Women’s right to agricultural land: Need to remove legal barriers for achieving gender equality

INDIA-ECONOMY-AGRICULTUREBy Dr Ashok Sircar*

Women’s land rights (WLR) have been and continue to be a live agenda in social development discourse of India. The  importance of WLR has been discussed in the context of agriculture; poverty reduction; reduction in gender based violence;  women’s well-being and agency. There now exists a vast academic literature and experience of collective action to point that women’s land rights can significantly contribute to achieving greater gender equality. The Sustainable Development  Goals (SDGs) capture the above under three targets that are connected to the goals of ending poverty and hunger, and of  achieving greater gender equality. This policy brief outlines the gaps that exist in the realisation of women’s land rights on  agricultural land and calls for immediate collective action aimed at removing the structural barriers in inheritance, leasing,  and joint ownership of privately held land in favour of women.

Women’s land rights in India are mediated through various  personal laws and customary practices. The Hindu personal  law in its present form allows women the right to own land  and independently manage its affairs. Presently, the law  includes ownership of agricultural land by women, thanks to  the amendment in 2005. However, even now states like Uttar Pradesh and a few others do not follow the amendment.

**The task:** Shorten the paragraph beginning "Women's land rights in India are mediated" from the text on women's land rights, keeping its main facts. The data that comes next has nothing to do with the text on women's land rights.

**Supplied material:**
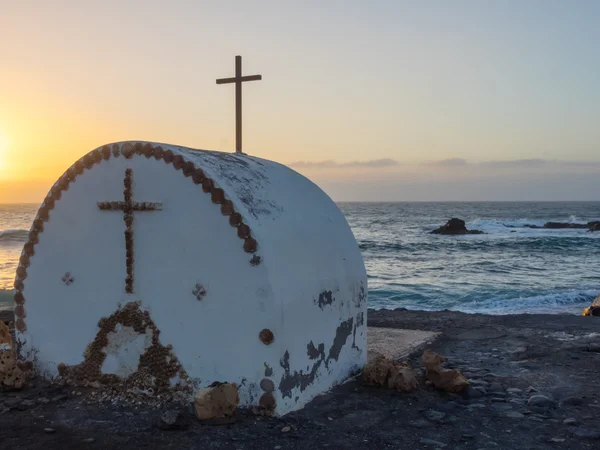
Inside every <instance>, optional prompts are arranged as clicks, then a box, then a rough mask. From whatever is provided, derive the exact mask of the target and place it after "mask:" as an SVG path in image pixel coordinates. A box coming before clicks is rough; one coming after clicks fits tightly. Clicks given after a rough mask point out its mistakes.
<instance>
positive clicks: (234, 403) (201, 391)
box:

**Task response:** In India, personal laws and customary practices shape women's land rights. Hindu personal law lets women own land and manage it on their own. Since a 2005 amendment, this includes agricultural land, but Uttar Pradesh and a few other states still do not follow the amendment.